- **Aim of the exercise**: Reproduce the lines of the material below verbatim, beginning with the line that contains "Find the glossy" and continuing through the line that contains "column 895, row 415".

- **Exercise materials**:
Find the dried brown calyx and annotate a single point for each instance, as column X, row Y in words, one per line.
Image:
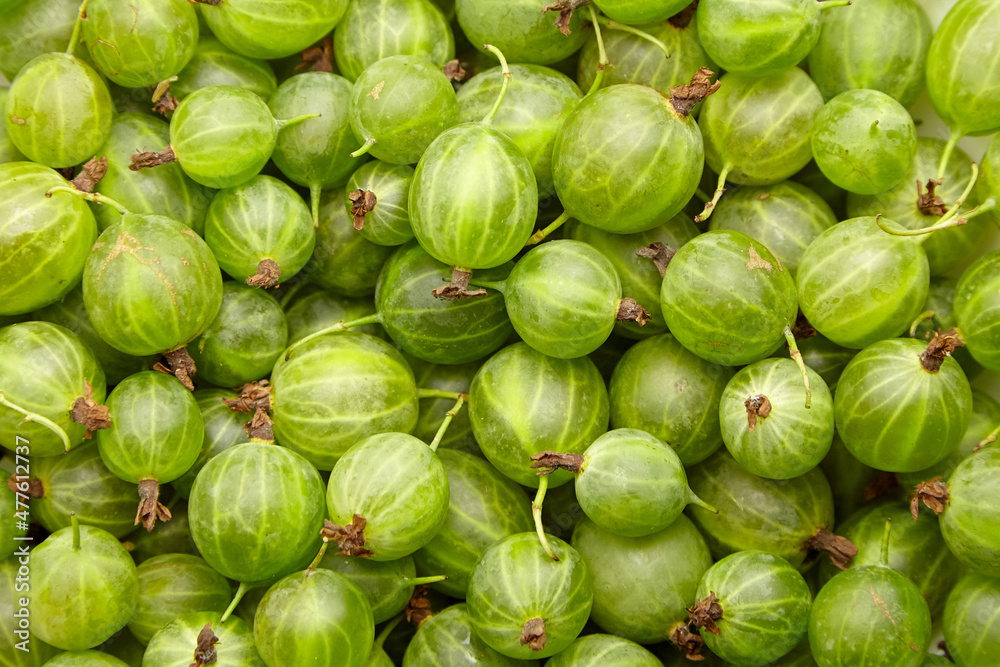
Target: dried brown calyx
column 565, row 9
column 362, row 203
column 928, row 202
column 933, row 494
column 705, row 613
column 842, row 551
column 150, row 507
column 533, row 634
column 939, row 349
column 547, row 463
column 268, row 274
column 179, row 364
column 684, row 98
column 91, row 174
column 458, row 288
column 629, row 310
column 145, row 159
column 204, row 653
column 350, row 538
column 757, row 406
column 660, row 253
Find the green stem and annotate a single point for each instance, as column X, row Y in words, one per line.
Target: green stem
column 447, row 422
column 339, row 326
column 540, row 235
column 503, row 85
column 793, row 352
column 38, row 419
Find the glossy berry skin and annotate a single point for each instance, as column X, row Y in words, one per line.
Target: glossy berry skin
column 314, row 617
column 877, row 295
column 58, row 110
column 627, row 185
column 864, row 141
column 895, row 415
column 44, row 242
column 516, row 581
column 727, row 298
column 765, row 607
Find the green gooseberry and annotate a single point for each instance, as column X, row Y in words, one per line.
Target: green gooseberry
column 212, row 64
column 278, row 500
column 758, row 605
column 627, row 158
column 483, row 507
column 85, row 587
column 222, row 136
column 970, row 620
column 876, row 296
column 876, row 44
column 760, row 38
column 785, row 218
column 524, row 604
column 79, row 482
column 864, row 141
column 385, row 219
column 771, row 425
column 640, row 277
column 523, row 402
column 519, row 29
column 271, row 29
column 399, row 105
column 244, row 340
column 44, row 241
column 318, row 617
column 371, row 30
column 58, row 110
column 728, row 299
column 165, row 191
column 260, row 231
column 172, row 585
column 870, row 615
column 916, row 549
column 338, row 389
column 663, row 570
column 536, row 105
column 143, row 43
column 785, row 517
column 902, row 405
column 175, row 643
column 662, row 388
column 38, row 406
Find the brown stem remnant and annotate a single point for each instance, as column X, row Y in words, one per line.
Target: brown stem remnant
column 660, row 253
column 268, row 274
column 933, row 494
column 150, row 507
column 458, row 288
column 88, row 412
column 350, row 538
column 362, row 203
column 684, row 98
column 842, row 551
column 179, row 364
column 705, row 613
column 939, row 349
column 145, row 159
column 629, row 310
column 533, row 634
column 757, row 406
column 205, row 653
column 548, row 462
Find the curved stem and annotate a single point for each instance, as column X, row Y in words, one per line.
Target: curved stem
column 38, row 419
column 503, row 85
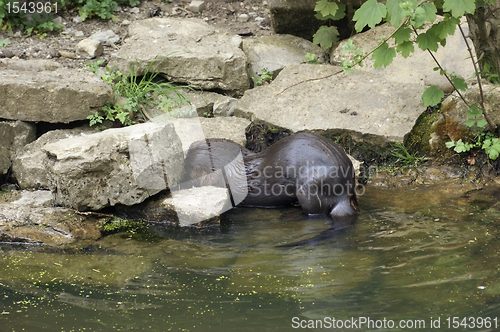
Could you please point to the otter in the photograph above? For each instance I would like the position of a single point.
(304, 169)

...

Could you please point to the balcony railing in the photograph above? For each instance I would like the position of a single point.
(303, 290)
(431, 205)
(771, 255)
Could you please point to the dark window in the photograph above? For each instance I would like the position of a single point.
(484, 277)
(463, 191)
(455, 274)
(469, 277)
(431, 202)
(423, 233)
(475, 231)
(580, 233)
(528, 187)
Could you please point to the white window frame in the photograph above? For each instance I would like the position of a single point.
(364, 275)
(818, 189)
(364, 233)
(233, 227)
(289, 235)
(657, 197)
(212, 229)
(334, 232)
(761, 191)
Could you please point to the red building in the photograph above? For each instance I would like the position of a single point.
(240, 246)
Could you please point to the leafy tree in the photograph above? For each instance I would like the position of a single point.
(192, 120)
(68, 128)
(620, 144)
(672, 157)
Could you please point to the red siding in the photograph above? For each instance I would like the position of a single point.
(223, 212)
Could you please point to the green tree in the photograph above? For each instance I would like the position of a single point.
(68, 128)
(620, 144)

--

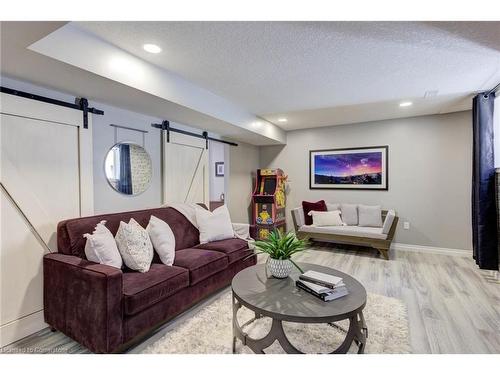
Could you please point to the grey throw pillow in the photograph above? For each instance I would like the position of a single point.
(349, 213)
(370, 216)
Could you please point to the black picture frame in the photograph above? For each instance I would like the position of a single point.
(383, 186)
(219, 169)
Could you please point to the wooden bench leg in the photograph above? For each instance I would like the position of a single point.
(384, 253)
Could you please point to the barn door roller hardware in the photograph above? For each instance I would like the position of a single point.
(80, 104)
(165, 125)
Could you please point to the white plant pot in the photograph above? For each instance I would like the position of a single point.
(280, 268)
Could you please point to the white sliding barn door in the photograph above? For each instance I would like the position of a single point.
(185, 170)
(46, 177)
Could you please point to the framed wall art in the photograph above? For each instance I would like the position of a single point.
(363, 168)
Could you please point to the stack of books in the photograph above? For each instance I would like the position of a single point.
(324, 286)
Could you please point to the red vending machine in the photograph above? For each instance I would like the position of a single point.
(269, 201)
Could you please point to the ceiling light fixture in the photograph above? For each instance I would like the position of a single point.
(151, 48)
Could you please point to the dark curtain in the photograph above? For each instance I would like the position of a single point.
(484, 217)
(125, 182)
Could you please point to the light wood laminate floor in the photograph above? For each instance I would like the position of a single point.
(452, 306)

- **Reply**:
Find the glossy berry skin and annotate a single point for each instance, as column X, row Y in words, one per line.
Target: glossy berry skin
column 314, row 617
column 877, row 295
column 58, row 110
column 627, row 185
column 864, row 141
column 895, row 415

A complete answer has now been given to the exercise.